* _What you should do_
Gather every line of the listing below that contains the word "spray", and copy each one in full. Case counts.

* _Supplied data_
***

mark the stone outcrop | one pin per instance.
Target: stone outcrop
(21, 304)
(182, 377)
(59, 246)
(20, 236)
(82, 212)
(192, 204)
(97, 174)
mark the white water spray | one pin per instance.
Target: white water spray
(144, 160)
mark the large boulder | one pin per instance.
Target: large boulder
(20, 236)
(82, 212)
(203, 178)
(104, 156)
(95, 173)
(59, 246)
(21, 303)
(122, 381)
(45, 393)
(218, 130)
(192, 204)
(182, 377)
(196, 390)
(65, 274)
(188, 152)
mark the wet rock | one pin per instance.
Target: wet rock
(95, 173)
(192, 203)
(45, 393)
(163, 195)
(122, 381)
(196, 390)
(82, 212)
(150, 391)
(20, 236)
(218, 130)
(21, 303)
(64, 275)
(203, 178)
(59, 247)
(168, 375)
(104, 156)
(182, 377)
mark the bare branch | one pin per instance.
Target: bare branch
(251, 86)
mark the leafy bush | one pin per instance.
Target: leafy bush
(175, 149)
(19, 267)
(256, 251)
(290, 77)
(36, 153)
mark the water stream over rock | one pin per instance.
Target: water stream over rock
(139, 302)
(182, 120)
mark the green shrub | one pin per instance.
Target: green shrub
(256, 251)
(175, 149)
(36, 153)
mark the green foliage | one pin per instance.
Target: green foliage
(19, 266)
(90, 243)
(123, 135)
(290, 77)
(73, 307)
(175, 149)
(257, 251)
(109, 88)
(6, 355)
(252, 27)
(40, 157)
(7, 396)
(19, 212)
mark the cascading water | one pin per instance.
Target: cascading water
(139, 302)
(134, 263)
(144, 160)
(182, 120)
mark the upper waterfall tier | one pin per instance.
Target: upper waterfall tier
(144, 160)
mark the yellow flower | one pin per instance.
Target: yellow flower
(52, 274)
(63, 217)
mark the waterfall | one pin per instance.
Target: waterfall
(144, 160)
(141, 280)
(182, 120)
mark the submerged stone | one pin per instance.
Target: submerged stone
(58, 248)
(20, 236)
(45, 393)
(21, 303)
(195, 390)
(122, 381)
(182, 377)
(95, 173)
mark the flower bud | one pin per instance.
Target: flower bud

***

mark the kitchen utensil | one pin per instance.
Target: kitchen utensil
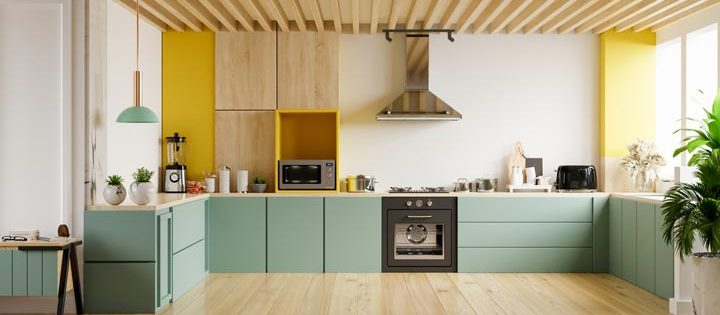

***

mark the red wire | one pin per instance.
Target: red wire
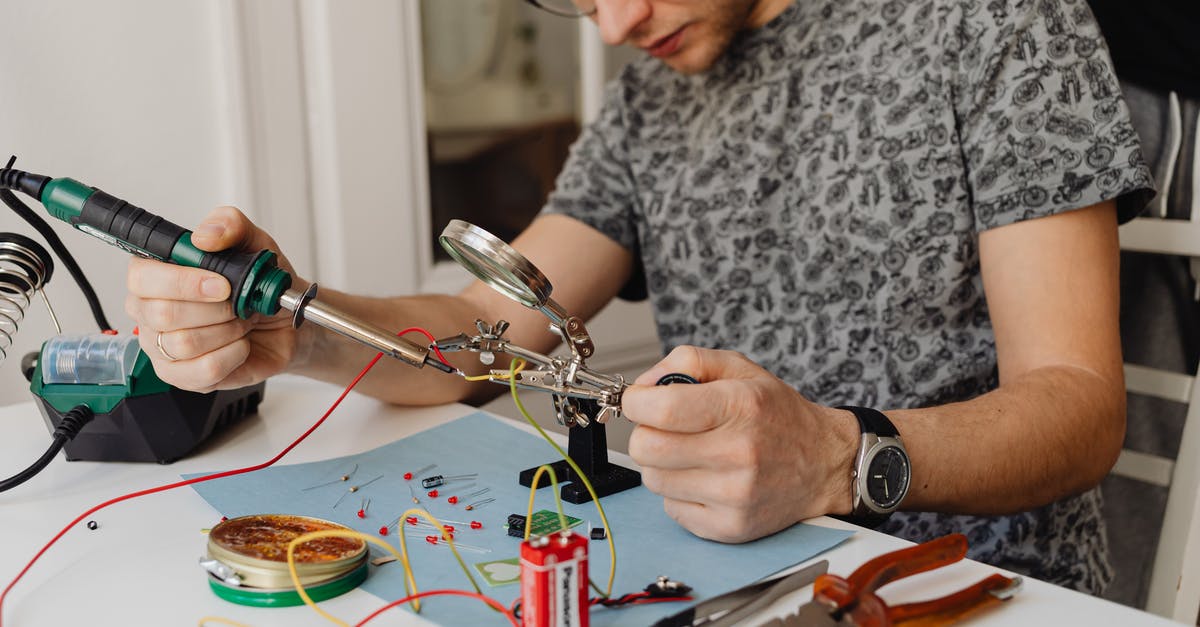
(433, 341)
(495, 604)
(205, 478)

***

* _Complete response_
mark the white water spray | one pin per instance.
Target: white water spray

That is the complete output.